Task statement
Among the entries that follow, the required portion opens with the line containing "Kindly point to the street" and closes with the line containing "Kindly point to the blue lounge". Give that portion again exactly, and nothing else.

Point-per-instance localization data
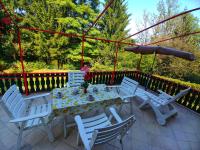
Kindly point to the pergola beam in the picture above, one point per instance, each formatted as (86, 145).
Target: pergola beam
(77, 35)
(171, 38)
(160, 22)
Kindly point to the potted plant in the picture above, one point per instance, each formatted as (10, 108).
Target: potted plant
(85, 84)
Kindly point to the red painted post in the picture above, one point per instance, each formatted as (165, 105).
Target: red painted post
(82, 53)
(22, 62)
(115, 62)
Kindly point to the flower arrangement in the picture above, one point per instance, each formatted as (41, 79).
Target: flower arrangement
(85, 84)
(87, 78)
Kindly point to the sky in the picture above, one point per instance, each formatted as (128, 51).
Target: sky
(137, 7)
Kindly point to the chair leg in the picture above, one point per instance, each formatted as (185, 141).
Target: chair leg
(19, 139)
(143, 104)
(121, 143)
(49, 133)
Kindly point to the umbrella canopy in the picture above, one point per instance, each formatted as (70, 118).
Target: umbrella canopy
(145, 50)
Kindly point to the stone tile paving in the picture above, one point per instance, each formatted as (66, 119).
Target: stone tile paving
(181, 133)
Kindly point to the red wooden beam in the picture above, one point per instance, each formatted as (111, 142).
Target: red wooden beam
(171, 38)
(51, 32)
(160, 22)
(22, 62)
(76, 35)
(115, 62)
(112, 41)
(105, 9)
(82, 52)
(7, 13)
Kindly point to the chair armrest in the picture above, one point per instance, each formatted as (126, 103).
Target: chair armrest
(115, 115)
(41, 115)
(164, 94)
(128, 96)
(82, 132)
(37, 96)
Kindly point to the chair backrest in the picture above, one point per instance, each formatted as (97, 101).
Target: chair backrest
(13, 102)
(75, 78)
(179, 95)
(107, 134)
(129, 85)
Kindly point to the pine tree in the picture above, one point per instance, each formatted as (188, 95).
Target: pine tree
(114, 26)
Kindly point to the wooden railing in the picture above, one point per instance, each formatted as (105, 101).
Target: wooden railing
(40, 82)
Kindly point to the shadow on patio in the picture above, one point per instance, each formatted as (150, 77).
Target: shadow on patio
(180, 133)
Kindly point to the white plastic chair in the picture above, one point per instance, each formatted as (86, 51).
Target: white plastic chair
(23, 114)
(75, 79)
(99, 129)
(126, 90)
(162, 104)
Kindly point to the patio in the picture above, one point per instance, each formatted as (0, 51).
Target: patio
(180, 133)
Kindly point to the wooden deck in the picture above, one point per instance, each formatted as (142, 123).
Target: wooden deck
(181, 133)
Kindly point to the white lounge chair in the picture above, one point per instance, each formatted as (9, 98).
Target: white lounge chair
(162, 104)
(75, 79)
(23, 114)
(98, 130)
(126, 90)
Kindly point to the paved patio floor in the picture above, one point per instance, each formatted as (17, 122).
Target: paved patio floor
(182, 132)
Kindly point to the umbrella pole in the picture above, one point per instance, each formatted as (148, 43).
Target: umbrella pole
(138, 65)
(152, 66)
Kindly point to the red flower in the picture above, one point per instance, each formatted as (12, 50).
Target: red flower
(87, 77)
(6, 20)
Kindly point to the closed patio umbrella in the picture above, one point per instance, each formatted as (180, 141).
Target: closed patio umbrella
(145, 50)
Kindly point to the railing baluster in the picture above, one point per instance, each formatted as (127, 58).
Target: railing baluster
(37, 83)
(58, 80)
(2, 86)
(48, 82)
(42, 82)
(53, 81)
(62, 79)
(30, 76)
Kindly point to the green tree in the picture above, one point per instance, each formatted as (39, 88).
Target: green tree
(113, 26)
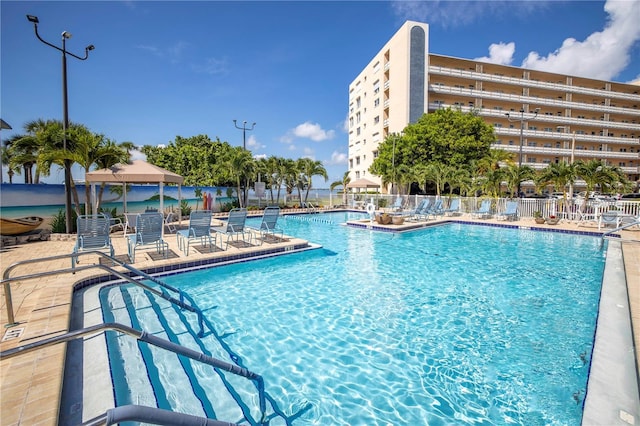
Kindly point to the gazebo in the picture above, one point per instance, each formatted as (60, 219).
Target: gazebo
(137, 172)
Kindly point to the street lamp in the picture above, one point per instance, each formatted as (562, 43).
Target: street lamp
(65, 108)
(522, 119)
(244, 129)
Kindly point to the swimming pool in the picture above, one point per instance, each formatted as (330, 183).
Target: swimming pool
(451, 324)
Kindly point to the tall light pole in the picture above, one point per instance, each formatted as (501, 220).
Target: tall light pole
(522, 119)
(65, 108)
(244, 129)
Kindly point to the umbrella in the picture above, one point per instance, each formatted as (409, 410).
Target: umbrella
(362, 183)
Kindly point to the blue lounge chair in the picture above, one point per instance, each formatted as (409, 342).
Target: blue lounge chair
(93, 234)
(413, 212)
(148, 232)
(510, 212)
(235, 226)
(199, 229)
(268, 226)
(397, 206)
(454, 208)
(436, 209)
(423, 213)
(114, 222)
(484, 211)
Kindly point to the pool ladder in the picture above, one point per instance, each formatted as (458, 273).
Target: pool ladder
(142, 413)
(7, 280)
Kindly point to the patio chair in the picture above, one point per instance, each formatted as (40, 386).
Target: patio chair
(484, 212)
(397, 206)
(93, 234)
(413, 213)
(114, 222)
(235, 226)
(422, 213)
(453, 209)
(148, 232)
(168, 222)
(436, 209)
(510, 212)
(268, 226)
(199, 229)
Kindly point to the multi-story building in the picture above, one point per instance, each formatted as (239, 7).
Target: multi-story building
(539, 116)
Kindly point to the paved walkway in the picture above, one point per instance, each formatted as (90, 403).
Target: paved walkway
(30, 384)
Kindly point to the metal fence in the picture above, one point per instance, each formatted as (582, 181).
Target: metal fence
(566, 209)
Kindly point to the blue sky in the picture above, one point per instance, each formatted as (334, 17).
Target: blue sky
(161, 69)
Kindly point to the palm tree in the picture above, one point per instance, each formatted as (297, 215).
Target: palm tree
(7, 161)
(343, 183)
(515, 175)
(309, 168)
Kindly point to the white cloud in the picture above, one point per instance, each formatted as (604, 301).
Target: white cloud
(603, 54)
(446, 13)
(138, 155)
(173, 53)
(337, 158)
(308, 130)
(253, 144)
(212, 66)
(500, 53)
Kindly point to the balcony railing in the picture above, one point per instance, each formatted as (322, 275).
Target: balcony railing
(530, 99)
(533, 83)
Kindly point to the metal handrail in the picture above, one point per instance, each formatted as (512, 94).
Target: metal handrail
(620, 228)
(6, 281)
(152, 340)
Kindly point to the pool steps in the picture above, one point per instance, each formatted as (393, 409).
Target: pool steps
(213, 394)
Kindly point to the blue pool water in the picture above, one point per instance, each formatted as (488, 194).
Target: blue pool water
(456, 324)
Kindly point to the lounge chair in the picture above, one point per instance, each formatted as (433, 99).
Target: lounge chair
(397, 206)
(510, 212)
(235, 226)
(413, 212)
(199, 229)
(453, 209)
(168, 222)
(148, 232)
(93, 234)
(268, 226)
(114, 222)
(484, 212)
(436, 209)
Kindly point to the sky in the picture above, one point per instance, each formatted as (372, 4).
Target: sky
(162, 69)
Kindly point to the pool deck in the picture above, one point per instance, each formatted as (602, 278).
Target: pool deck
(31, 383)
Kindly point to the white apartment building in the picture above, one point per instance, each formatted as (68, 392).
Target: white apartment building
(541, 117)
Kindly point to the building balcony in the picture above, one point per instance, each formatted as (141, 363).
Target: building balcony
(539, 151)
(520, 99)
(533, 83)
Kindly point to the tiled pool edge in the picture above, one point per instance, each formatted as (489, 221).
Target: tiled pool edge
(612, 391)
(174, 268)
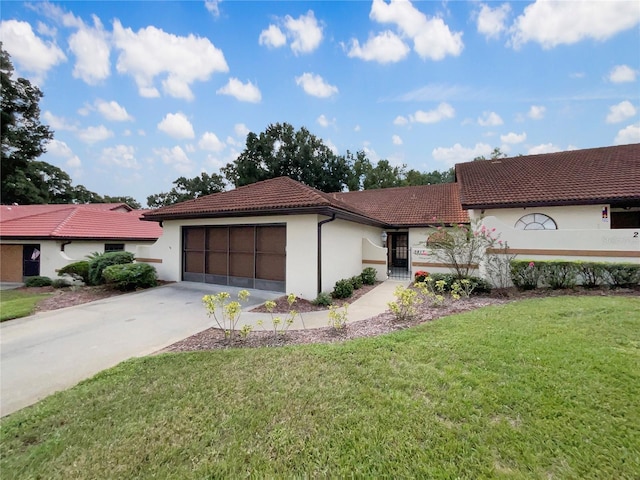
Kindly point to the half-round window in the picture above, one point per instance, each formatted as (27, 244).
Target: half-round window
(536, 221)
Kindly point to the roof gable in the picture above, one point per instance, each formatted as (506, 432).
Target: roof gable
(597, 175)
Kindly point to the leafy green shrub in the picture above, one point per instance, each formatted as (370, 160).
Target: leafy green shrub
(99, 262)
(356, 282)
(592, 274)
(525, 275)
(369, 275)
(323, 299)
(37, 281)
(623, 275)
(130, 276)
(80, 268)
(558, 274)
(342, 289)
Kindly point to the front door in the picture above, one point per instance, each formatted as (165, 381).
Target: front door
(400, 250)
(30, 260)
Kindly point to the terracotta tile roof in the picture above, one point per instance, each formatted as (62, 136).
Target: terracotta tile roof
(273, 196)
(75, 222)
(596, 175)
(410, 206)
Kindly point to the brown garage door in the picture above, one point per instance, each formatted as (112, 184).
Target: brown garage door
(250, 256)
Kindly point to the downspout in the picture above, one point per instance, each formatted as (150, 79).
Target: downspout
(333, 217)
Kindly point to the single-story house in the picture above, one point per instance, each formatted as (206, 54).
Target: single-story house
(41, 239)
(282, 235)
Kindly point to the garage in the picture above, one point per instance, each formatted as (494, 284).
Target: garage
(248, 256)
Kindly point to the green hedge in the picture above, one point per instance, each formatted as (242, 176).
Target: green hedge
(130, 276)
(563, 274)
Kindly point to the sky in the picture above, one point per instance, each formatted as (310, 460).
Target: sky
(141, 93)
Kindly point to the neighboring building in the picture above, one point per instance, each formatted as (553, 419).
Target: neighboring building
(282, 235)
(40, 239)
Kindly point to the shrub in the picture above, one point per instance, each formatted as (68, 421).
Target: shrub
(342, 289)
(420, 276)
(323, 299)
(525, 275)
(356, 282)
(99, 262)
(369, 275)
(130, 276)
(80, 269)
(38, 281)
(623, 275)
(558, 274)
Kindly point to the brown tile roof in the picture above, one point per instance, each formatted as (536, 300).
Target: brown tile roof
(269, 197)
(596, 175)
(410, 206)
(91, 221)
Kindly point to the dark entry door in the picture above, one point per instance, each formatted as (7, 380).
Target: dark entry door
(30, 260)
(400, 250)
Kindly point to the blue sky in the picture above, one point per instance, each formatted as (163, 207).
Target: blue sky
(140, 93)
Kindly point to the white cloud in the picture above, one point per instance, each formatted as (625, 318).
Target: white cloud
(400, 120)
(305, 31)
(630, 134)
(176, 125)
(459, 154)
(122, 156)
(210, 141)
(491, 22)
(91, 48)
(176, 157)
(556, 23)
(113, 111)
(622, 74)
(387, 47)
(544, 148)
(490, 119)
(513, 138)
(536, 112)
(442, 112)
(213, 6)
(431, 37)
(272, 37)
(94, 134)
(151, 52)
(620, 112)
(28, 51)
(315, 85)
(244, 92)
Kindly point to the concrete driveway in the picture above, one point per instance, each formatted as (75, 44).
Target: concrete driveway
(54, 350)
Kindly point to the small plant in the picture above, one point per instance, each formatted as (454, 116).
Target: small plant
(130, 276)
(38, 281)
(226, 313)
(338, 317)
(369, 275)
(405, 306)
(342, 289)
(323, 299)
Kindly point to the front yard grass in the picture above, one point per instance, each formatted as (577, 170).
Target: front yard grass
(540, 388)
(16, 304)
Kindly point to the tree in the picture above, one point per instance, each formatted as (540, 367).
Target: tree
(282, 151)
(187, 189)
(24, 138)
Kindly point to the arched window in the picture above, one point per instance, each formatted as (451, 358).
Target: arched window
(536, 221)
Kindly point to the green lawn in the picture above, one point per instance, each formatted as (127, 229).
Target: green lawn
(16, 304)
(542, 388)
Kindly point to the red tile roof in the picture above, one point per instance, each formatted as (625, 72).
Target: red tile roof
(596, 175)
(88, 222)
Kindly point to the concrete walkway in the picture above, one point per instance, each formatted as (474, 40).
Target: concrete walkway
(52, 351)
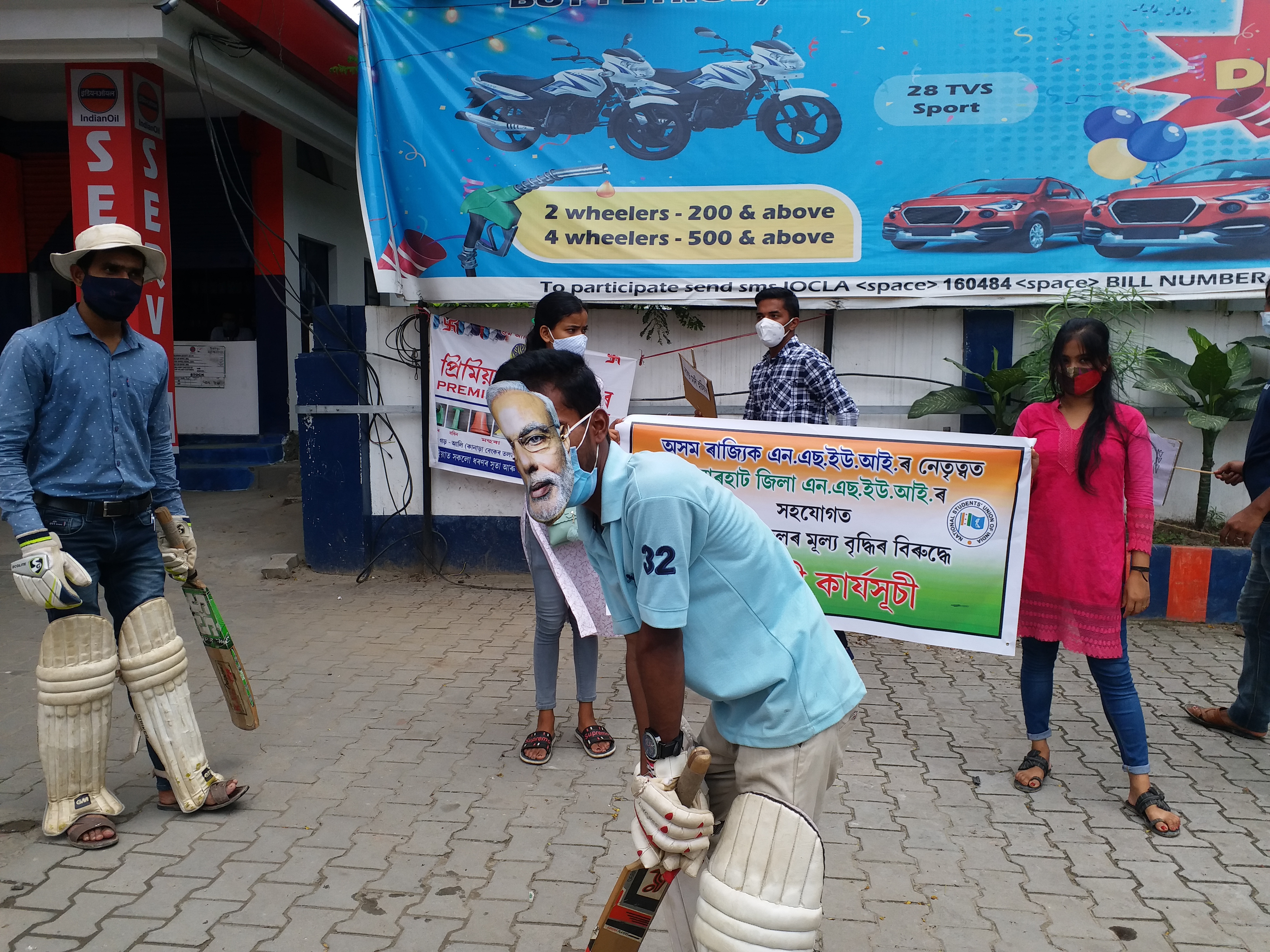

Output for this task
Kindly point to the street lamp in the picture above, one point per instance, each formatted as (562, 43).
Target: street lamp
(65, 108)
(522, 119)
(244, 129)
Kindly point to the swimming pool in the picture above, one point per instance, each formatted as (330, 183).
Target: swimming pool
(451, 324)
Kindly point to the tall light pole in the picture above, one point per instance, each formatted as (501, 220).
Target: tall light pole
(522, 119)
(65, 108)
(244, 129)
Kindly point to the umbrella in the picture above, one point per instance, each formatted as (409, 410).
Target: umbrella
(362, 183)
Kindly point to the blue lounge chair in the picture above, one point per instance, each formatted as (409, 342).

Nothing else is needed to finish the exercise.